Aim.
Reproduce verbatim the passage of the Reciprocal Rank Fusion design document beginning with "Introduction" and continuing through "(1/(k + query_j_rank))".

# start of Source extract

[RFC] Design for Incorporating Reciprocal Rank Fusion into Neural Search #865

Johnsonisaacn · 2024-08-13T00:10:45Z

Introduction

This document outlines the design for implementing Reciprocal Rank Fusion, RRF, within the neural search plugin. RRF, first outlined in a 2009 paper by Cormac, Clarke, and Büttcher, is a method for combining rankings from several subqueries, providing better search results than other systems. Risk-reward tradeoffs for different fusion techniques are analyzed in this paper. The general formula for RRF, where k = rank constant and query_j_rank is the ranking for a document when it is returned in a query method in hybrid query, is as follows:

rankScore(document_i) = sum((1/(k + query_1_rank), (1/(k + query_2_rank), ..., 
(1/(k + query_j_rank))

Background

The OpenSearch neural search plugin provides semantic search query ability to users by using ML models for embedded text. It supports hybrid queries, which combine text-based search with neural vector search. This design document describes implementation of the RRF technique to combine results from different parts of hybrid query to improve the search relevance.

One advantage of RRF is that it is simple and provides a standard way of processing results. It is scalable and doesn’t require tuning (other than adjusting rank constant). Its simplicity makes it intuitive for users. The algorithm has also been used successfully by several other organizations already. Moreover, incorporating RRF into hybrid query will facilitate customer migration to OpenSeach from platforms where they are already using RRF. Some customers have already requested it to be added as a technique. Based on these reasons, we believe that RRF will provide a benefit to users performing hybrid query.

Functional Requirements

Reciprocal Rank Fusion (RRF) Implementation: Develop and integrate the RRF technique to use document ranks in individual subquery results to calculate scores, and sum those scores across all subqueries for each document to provide “rank score” to combine hybrid search results
Hybrid Search Integration: Ensure the RRF technique can be seamlessly integrated into the existing hybrid search framework. Prevent interference with sorting(by different fields), concurrent segment search, and aggregations.

# end of Source extract
# start of Data supplied

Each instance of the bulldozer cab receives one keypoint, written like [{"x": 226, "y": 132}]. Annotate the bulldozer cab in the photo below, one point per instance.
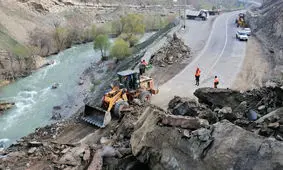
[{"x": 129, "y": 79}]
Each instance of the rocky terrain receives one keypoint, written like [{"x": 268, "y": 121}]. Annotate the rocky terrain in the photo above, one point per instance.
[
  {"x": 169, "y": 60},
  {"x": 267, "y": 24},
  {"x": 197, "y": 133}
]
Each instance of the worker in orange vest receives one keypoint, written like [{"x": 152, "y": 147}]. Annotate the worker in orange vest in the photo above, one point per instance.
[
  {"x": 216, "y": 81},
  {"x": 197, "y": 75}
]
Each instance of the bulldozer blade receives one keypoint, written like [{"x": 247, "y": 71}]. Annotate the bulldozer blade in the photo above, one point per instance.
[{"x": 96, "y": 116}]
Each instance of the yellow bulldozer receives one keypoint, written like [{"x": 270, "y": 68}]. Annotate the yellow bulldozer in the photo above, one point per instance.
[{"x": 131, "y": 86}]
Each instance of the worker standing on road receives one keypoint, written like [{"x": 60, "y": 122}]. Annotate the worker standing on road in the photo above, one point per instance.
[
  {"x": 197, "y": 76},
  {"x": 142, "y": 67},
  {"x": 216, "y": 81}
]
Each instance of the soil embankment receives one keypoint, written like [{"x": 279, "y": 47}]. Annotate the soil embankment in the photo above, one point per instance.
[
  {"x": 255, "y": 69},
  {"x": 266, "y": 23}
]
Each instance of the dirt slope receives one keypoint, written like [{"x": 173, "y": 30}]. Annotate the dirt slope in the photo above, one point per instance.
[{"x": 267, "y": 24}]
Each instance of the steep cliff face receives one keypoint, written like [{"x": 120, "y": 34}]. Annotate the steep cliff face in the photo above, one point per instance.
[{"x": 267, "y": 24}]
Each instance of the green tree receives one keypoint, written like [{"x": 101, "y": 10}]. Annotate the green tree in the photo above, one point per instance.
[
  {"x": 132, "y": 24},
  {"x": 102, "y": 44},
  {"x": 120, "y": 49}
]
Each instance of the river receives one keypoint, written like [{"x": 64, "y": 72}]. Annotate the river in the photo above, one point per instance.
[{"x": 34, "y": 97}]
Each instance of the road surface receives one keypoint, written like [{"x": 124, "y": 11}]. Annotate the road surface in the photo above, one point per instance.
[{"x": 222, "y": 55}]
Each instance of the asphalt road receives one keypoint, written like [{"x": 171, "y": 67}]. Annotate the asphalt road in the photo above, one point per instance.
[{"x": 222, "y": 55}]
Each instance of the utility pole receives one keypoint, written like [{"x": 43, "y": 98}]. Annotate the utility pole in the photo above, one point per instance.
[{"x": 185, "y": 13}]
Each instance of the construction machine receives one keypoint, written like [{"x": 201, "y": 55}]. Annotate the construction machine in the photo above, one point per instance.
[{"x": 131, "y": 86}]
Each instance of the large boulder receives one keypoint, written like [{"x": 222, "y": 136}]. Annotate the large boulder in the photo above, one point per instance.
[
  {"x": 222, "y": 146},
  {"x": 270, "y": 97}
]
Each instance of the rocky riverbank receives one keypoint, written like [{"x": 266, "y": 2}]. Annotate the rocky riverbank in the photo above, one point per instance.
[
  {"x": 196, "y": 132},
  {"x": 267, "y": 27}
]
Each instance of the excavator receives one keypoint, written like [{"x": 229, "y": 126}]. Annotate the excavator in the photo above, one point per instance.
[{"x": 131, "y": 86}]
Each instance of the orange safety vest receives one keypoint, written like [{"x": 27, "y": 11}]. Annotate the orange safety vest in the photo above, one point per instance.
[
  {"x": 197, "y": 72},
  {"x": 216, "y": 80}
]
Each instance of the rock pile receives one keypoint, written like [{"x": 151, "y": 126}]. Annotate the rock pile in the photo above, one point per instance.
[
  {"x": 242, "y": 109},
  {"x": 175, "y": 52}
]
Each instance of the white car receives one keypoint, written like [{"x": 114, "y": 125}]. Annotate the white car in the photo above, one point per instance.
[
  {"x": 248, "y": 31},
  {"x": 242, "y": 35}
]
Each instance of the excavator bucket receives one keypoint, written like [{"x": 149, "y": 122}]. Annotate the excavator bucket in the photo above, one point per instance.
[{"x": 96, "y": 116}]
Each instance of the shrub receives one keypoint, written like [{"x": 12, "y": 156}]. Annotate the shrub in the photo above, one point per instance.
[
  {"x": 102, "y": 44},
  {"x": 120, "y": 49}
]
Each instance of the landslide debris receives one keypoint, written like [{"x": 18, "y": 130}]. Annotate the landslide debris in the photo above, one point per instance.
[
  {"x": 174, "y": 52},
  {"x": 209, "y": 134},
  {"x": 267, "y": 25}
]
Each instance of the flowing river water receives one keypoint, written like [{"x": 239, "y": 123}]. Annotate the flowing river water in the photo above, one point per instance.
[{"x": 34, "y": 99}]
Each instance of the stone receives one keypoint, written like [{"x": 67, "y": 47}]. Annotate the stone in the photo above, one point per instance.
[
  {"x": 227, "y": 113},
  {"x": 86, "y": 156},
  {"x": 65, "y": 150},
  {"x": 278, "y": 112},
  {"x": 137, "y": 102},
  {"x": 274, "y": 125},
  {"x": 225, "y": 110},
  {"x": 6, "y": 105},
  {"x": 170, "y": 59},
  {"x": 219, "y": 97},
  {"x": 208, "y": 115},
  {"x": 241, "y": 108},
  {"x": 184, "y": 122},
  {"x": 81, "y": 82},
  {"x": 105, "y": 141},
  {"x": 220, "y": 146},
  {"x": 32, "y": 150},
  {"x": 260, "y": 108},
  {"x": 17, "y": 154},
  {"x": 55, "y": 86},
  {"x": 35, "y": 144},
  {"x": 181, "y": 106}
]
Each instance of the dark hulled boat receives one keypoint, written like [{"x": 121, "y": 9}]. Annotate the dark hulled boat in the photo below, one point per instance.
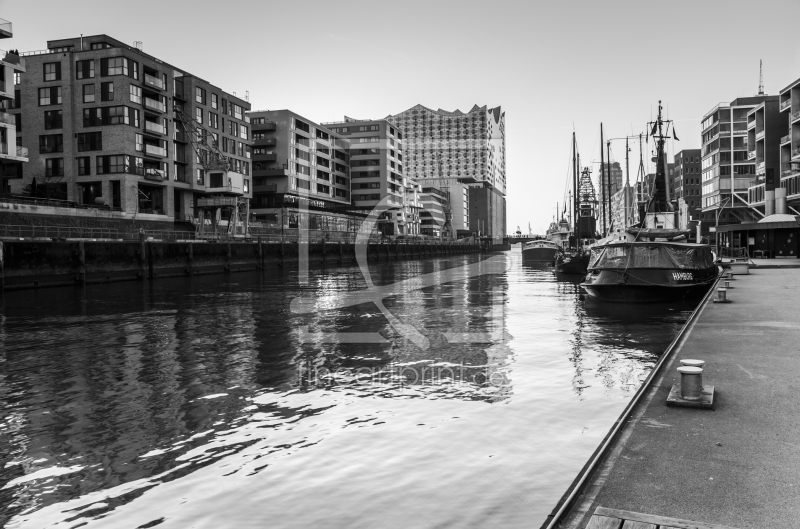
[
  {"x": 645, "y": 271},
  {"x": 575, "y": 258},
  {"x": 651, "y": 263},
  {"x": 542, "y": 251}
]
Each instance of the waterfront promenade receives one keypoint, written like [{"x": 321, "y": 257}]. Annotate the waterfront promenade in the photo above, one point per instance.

# end of Data supplied

Exercise solution.
Introduction

This document outlines the design for implementing Reciprocal Rank Fusion, RRF, within the neural search plugin. RRF, first outlined in a 2009 paper by Cormac, Clarke, and Büttcher, is a method for combining rankings from several subqueries, providing better search results than other systems. Risk-reward tradeoffs for different fusion techniques are analyzed in this paper. The general formula for RRF, where k = rank constant and query_j_rank is the ranking for a document when it is returned in a query method in hybrid query, is as follows:

rankScore(document_i) = sum((1/(k + query_1_rank), (1/(k + query_2_rank), ..., 
(1/(k + query_j_rank))